# A Signature of my 2 Cats???



## caleb&sophie (Oct 23, 2005)

If anyone has the time or desire to create a signature for me of my 2 cats I would love you forever (or not if that scares you away  ).

Here's my favorite picture of them:











It's a little grainy because I don't have a digital camera, I take the pictures as still images from my camcorder. Thanks a bunch to anyone who tries!!!


----------



## cagnes (Apr 16, 2005)

I decided to give it a try. :wink:


----------



## caleb&sophie (Oct 23, 2005)

I LOVE it! Thank you sooooo much!

It amazes me the amount of talent I see in this forum! I was tinkering around with my photoshop pro program and I couldn't figure anything out!


----------



## Tabassco (Jun 19, 2005)

| Dataset rows |
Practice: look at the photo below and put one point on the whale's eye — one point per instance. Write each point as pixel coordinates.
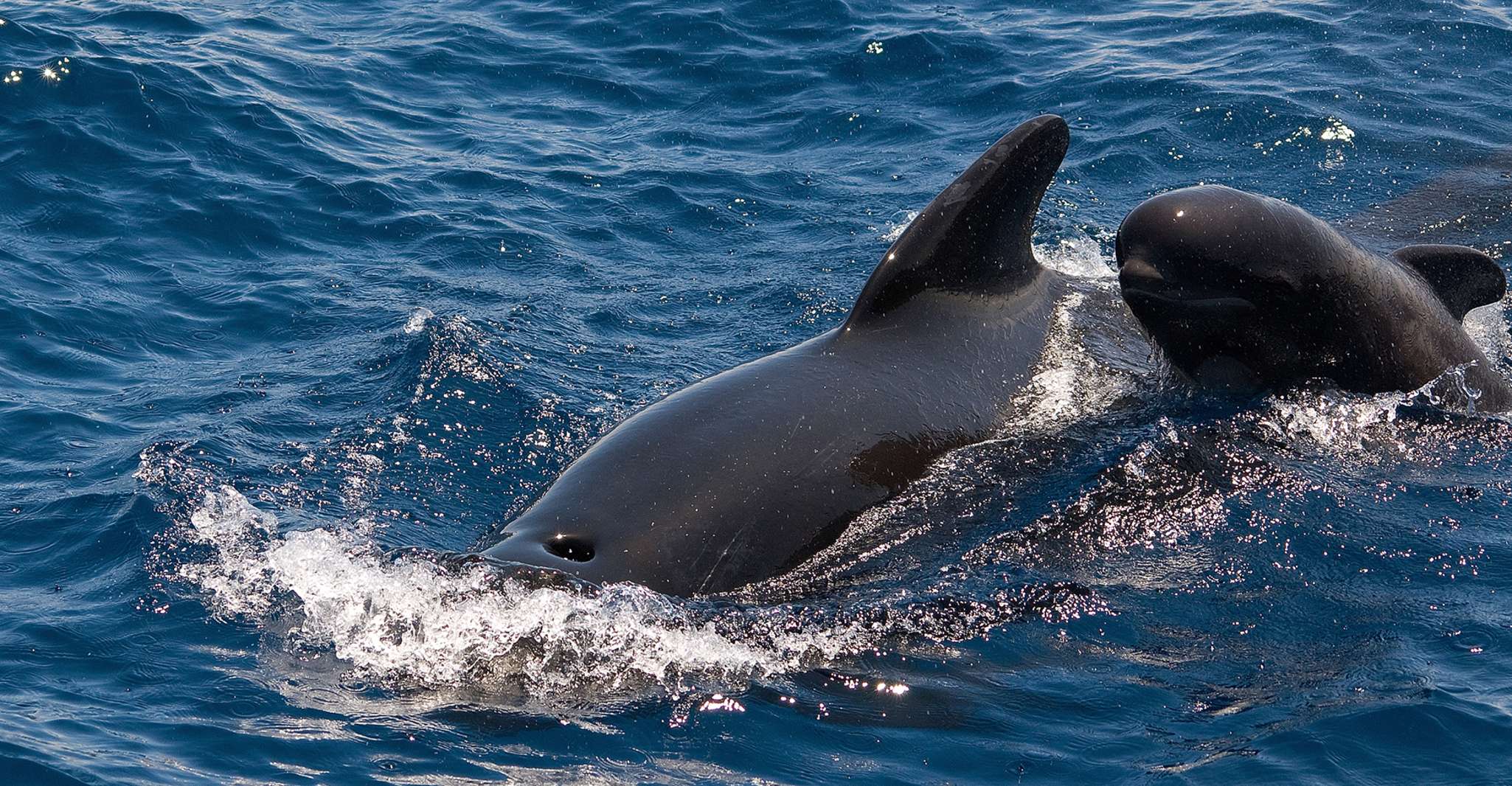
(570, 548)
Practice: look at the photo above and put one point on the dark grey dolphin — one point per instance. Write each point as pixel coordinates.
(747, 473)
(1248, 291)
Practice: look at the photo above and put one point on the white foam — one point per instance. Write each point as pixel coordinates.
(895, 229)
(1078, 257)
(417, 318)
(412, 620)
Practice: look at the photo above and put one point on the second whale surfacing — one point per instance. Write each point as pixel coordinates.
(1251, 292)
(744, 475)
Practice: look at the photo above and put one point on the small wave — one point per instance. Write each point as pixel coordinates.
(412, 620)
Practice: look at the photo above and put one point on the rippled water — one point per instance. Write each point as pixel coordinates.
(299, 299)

--

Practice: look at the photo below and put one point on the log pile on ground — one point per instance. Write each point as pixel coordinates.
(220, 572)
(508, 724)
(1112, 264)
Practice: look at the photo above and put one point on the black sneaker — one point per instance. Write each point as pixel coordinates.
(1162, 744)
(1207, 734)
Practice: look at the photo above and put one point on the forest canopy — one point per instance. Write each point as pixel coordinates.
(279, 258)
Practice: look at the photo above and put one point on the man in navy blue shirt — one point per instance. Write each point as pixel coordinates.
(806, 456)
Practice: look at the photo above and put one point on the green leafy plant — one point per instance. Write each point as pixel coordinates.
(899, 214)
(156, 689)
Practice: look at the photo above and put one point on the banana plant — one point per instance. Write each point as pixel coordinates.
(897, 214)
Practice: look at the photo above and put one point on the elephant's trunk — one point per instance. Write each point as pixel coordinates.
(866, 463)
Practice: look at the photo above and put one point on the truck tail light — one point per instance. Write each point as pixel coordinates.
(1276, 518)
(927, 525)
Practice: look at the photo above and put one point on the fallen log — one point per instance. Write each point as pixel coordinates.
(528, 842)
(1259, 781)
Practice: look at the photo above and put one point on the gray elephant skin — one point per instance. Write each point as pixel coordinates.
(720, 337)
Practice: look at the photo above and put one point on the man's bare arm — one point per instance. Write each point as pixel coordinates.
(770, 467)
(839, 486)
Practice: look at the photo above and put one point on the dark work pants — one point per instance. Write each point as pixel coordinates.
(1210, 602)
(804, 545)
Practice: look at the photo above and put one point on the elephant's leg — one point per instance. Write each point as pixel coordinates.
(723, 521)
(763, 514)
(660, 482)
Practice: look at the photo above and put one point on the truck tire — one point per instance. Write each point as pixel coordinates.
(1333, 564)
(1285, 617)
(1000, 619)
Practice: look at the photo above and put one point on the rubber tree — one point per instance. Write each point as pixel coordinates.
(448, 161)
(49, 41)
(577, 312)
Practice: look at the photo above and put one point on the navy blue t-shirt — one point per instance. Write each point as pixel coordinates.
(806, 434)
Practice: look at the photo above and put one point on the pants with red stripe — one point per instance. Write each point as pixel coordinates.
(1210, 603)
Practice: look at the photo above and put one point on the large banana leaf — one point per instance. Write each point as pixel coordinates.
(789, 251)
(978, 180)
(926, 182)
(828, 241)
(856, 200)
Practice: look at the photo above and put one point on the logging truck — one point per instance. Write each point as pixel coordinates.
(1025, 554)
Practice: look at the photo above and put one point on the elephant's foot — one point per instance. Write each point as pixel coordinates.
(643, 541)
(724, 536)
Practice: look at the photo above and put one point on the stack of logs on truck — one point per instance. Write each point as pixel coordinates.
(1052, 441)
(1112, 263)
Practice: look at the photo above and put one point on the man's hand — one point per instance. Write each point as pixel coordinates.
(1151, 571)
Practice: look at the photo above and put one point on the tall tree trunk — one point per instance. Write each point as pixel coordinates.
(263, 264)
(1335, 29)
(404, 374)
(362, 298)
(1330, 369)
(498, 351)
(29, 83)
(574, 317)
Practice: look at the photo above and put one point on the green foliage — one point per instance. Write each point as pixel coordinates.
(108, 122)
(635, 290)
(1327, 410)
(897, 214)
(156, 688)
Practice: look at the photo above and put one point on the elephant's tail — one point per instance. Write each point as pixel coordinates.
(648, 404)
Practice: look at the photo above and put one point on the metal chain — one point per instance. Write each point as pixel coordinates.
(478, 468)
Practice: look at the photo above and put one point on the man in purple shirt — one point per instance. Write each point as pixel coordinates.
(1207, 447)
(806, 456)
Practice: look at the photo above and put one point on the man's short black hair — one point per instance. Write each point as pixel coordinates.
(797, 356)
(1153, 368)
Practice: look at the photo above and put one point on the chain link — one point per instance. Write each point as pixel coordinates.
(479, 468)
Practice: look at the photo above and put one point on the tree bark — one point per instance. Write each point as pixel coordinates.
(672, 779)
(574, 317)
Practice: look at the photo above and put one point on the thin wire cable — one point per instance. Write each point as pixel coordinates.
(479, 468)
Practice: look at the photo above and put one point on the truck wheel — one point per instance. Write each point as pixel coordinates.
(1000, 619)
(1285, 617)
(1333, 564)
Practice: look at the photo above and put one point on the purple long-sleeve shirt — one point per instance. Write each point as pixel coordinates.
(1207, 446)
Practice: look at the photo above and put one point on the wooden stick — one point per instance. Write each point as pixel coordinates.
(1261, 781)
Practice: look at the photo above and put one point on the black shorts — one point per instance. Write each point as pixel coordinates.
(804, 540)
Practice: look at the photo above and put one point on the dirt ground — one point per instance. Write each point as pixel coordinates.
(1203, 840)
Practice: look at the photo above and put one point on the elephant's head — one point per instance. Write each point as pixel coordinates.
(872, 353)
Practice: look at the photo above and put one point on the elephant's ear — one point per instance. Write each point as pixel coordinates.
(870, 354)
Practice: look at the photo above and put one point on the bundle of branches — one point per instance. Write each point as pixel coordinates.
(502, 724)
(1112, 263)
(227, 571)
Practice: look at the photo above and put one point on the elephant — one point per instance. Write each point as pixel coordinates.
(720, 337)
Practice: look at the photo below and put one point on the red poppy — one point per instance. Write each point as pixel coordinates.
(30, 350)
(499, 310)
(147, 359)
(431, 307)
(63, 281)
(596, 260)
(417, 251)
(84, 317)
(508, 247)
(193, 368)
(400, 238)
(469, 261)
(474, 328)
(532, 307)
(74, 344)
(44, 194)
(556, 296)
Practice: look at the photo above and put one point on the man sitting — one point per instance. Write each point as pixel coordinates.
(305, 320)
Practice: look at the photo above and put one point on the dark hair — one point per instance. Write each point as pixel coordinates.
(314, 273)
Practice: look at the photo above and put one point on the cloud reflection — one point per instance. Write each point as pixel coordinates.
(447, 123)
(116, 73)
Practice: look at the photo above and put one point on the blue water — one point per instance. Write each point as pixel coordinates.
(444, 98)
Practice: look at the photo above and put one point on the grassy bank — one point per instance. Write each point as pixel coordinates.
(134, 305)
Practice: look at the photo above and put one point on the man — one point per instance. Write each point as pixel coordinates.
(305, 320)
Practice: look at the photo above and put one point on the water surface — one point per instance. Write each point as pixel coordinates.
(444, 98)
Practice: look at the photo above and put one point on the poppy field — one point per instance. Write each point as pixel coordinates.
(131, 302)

==

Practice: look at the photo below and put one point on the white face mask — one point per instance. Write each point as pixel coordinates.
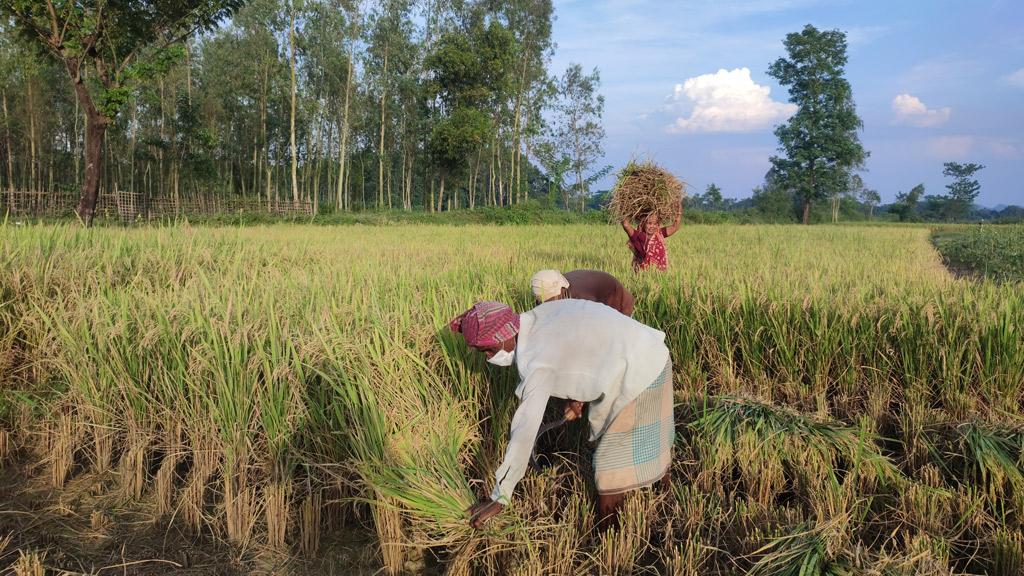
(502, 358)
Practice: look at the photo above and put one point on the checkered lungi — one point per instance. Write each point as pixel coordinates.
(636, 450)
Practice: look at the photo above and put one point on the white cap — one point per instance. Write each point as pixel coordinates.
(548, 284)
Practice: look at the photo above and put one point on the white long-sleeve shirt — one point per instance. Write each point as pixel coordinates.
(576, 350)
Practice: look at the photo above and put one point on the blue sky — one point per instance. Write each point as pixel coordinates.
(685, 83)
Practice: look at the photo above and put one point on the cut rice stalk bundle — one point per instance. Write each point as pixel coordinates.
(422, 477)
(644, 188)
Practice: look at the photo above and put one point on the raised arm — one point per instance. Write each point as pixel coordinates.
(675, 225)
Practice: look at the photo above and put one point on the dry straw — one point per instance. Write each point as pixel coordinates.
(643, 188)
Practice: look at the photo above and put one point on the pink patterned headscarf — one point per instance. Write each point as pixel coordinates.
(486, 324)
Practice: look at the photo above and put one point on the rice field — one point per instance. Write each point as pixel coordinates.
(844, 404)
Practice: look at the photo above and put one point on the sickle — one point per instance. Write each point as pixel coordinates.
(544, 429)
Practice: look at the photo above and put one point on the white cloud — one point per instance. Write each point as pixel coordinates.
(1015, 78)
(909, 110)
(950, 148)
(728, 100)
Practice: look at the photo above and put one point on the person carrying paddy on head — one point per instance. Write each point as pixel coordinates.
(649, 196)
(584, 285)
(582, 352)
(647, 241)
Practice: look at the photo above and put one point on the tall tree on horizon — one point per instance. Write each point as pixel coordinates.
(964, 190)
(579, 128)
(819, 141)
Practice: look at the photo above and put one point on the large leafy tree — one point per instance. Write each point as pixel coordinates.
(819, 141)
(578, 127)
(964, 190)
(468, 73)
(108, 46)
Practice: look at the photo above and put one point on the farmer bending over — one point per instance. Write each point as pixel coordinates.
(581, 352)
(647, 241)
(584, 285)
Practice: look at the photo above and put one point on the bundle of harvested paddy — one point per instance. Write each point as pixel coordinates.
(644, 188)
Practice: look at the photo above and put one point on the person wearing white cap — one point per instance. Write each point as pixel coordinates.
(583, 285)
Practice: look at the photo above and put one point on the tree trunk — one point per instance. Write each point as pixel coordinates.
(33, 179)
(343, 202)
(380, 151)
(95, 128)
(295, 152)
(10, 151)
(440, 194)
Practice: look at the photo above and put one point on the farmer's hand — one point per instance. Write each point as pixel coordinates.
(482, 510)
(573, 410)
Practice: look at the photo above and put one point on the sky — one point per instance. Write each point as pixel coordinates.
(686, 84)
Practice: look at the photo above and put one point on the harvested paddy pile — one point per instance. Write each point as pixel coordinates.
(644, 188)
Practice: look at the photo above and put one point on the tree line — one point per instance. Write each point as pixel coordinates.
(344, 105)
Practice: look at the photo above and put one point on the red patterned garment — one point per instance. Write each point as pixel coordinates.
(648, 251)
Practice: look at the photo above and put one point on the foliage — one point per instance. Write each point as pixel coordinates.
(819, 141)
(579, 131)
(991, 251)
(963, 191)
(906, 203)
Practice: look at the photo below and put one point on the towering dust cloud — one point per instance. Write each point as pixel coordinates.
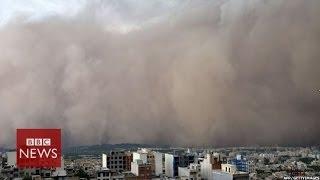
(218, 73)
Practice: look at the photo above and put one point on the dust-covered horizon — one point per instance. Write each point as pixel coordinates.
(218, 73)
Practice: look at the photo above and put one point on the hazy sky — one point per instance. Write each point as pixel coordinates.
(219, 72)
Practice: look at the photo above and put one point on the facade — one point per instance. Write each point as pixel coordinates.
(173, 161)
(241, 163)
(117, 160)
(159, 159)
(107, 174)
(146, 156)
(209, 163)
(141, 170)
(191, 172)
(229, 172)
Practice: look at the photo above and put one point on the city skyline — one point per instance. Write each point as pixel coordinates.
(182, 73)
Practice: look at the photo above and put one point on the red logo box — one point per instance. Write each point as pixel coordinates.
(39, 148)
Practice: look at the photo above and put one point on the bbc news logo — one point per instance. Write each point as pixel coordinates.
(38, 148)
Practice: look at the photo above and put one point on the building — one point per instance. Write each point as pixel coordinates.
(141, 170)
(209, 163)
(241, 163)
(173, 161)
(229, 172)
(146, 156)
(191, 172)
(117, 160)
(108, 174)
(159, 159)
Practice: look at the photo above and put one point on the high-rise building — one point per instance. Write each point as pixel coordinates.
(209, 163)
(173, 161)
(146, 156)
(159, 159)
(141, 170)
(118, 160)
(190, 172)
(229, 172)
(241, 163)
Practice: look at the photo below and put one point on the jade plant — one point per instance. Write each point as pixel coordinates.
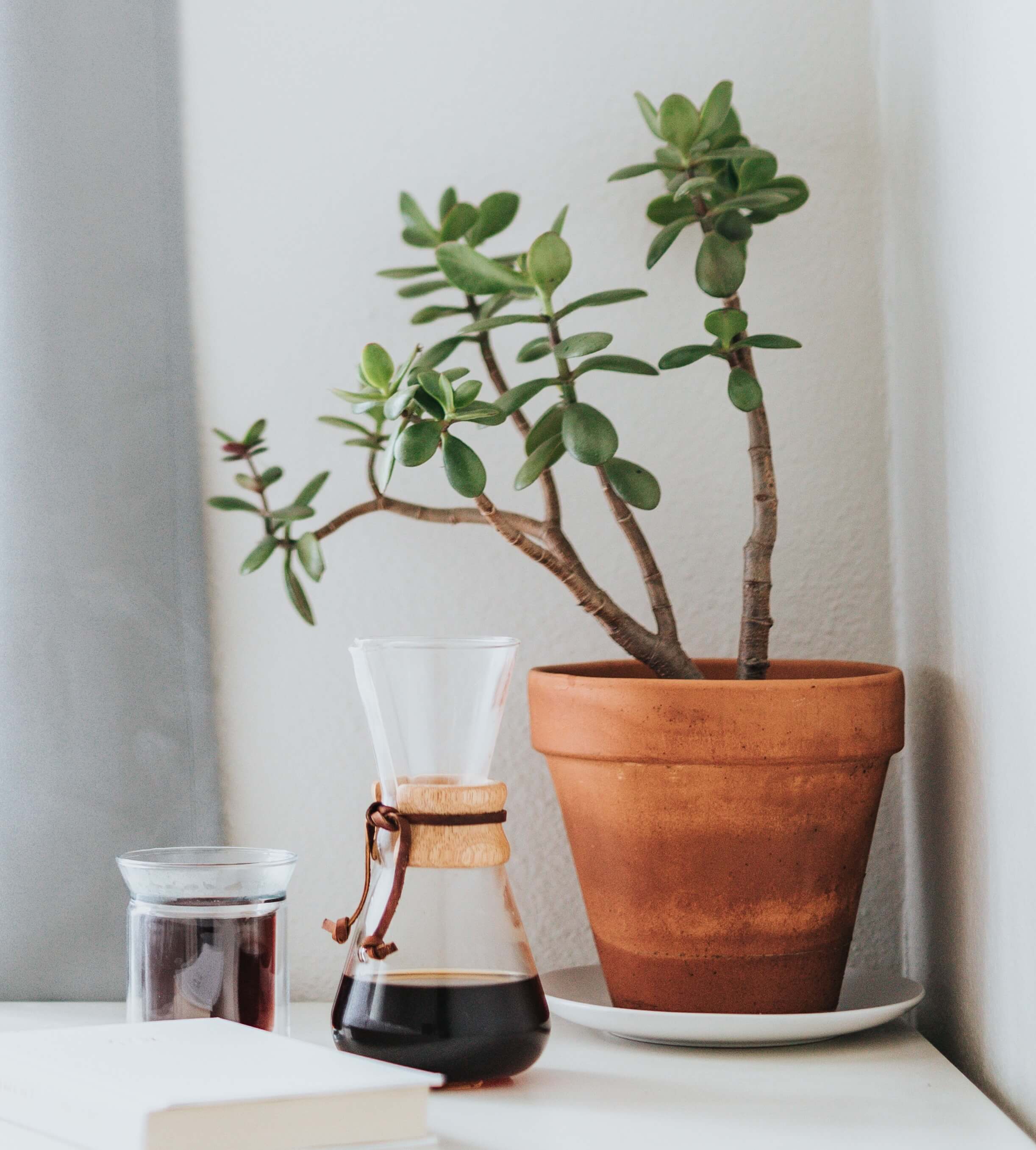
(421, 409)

| The tasks |
1. In the forum thread about the cat signature, how does the original poster take pictures?
2. Pick up the forum thread about a signature for two cats where it stops, and continue it.

| Written responses |
1. The poster takes them as still images from a camcorder because they do not have a digital camera.

2.
Daaang cagnes, you never fail to surprise me with your talent


----------



## cagnes (Apr 16, 2005)

Thanks tabassco, I love your work... I think it pretty awesome!



You're very welcome caleb&sophie! That has be one of the sweetest photos that I've ever seen, it's ashame that the quality isn't so good. It is a beautiful pic of 2 gorgeous kitties though! 
:heart


----------



## Lisa 216 (Oct 25, 2004)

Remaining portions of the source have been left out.